Eric Zorn, writing smartly in Thursday's Tribune about Kevin Davis's new book, Defending the Damned: Inside Chicago's Cook County Public Defender's Office: "Idealists may be shocked at how much like a game criminal justice is to those entrusted to protect its principles at the horrific margins, and how much they really enjoy playing it."
Zorn was trying to explain how lawyers who defend the worst of the worst function, but it takes two sides to play a game, and the other team's the prosecution. The prosecution is supposed to be doing God's work on earth--separating evil from good and sending it packing. But a job that big might overwhelm someone who doesn't also approach it as a game: "I'll assume everyone's guilty and you assume everyone's innocent. Anything goes, and the jury picks the winner." I thought a little less of Jim Thompson in 1991, when he was leaving the office of governor, and the Sun-Times asked him about Gary Dotson, the convicted rapist cleared first by the supposed victim's recantation and then by DNA evidence. Said ex-prosecutor Thompson, who'd conducted a hearing on TV and reduced Dotson's sentence to time served (six years), "I still feel he did it."

::::::

Problem requirements - Carry on the column about criminal justice as a game, starting after its last sentence. None of the items is needed here.

[Items excerpted from a collection]
::::::

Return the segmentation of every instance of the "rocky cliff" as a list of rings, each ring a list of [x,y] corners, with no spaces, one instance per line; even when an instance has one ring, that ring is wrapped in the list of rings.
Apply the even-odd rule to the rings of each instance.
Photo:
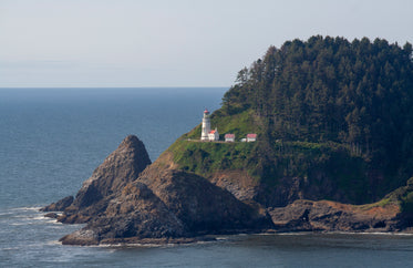
[[[63,210],[59,221],[86,223],[62,243],[188,241],[209,234],[272,228],[264,209],[206,178],[175,169],[163,157],[149,163],[142,142],[128,136],[85,181],[74,200],[66,197],[44,207],[44,212]]]
[[[58,220],[65,224],[86,223],[61,239],[65,245],[189,243],[204,235],[239,231],[394,231],[411,223],[397,200],[407,198],[412,183],[381,203],[354,206],[304,200],[291,179],[281,187],[289,190],[278,193],[278,198],[297,195],[297,200],[269,207],[257,202],[264,186],[247,173],[223,171],[205,178],[183,171],[173,158],[166,151],[151,164],[143,143],[127,136],[75,198],[65,197],[42,210],[63,212]]]

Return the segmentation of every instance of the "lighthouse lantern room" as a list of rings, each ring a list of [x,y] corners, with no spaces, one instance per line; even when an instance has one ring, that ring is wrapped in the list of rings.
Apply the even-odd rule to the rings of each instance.
[[[203,132],[200,134],[200,141],[208,141],[208,134],[210,132],[210,118],[209,118],[209,111],[205,109],[204,117],[203,117]]]

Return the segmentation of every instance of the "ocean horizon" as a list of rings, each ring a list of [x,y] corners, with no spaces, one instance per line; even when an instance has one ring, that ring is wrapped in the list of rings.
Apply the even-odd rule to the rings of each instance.
[[[217,236],[188,245],[62,246],[82,225],[39,208],[69,195],[130,134],[154,162],[228,87],[0,89],[1,267],[412,267],[406,234]]]

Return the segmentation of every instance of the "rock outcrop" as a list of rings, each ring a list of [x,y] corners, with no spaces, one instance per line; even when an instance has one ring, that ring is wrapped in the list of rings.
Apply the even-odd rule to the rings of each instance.
[[[84,182],[74,200],[43,208],[63,208],[58,217],[62,223],[87,224],[61,241],[182,243],[209,234],[273,227],[259,206],[242,203],[202,176],[159,162],[163,159],[149,165],[142,142],[126,137]]]
[[[171,152],[151,164],[143,143],[127,136],[75,198],[42,210],[63,210],[49,215],[62,223],[86,223],[63,237],[64,245],[188,243],[205,235],[265,230],[393,231],[401,229],[397,200],[411,189],[406,186],[382,204],[355,206],[304,200],[298,183],[290,179],[273,197],[297,200],[268,207],[258,198],[262,185],[246,173],[226,171],[205,178],[179,169]]]
[[[392,231],[396,230],[399,206],[354,206],[329,200],[296,200],[269,209],[277,230],[282,231]]]
[[[52,203],[49,206],[41,208],[40,210],[41,212],[63,212],[70,205],[72,205],[73,200],[74,200],[73,196],[66,196],[58,200],[56,203]]]
[[[103,213],[110,200],[115,198],[128,183],[136,179],[149,164],[145,145],[136,136],[130,135],[83,183],[70,206],[52,204],[43,209],[64,210],[65,213],[59,217],[62,223],[86,223]]]

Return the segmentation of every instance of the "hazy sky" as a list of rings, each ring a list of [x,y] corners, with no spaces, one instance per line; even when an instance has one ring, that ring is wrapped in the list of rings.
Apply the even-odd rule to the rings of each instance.
[[[0,0],[0,87],[229,86],[314,34],[413,43],[413,1]]]

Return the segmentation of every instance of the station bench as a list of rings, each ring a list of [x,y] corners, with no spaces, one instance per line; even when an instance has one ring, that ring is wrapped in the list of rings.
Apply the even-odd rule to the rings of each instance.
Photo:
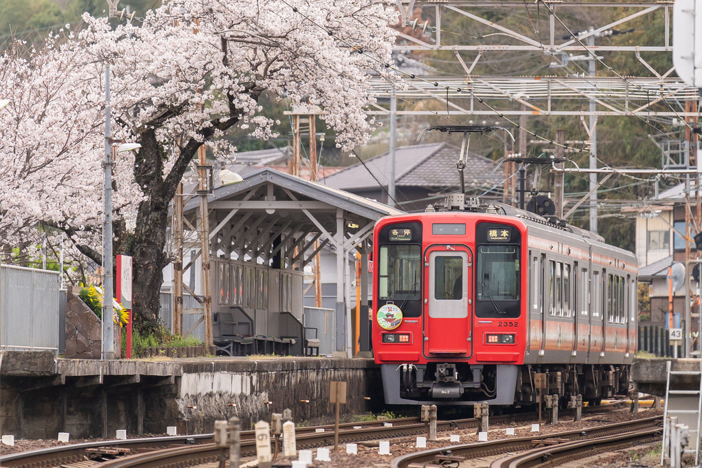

::::::

Response to this task -
Sometimes the game needs to be over.



Ask the prosecutors in DuPage Co about those wrongly sentenced to death for the murder of Jeannine Nicarico and they will say the same thing. They have so much faith in their super-human abilities to spot "the guy" that they will ignore any evidence that contradicts it.
Maybe it is the burden of those superpowers that drive them to drink (and drive).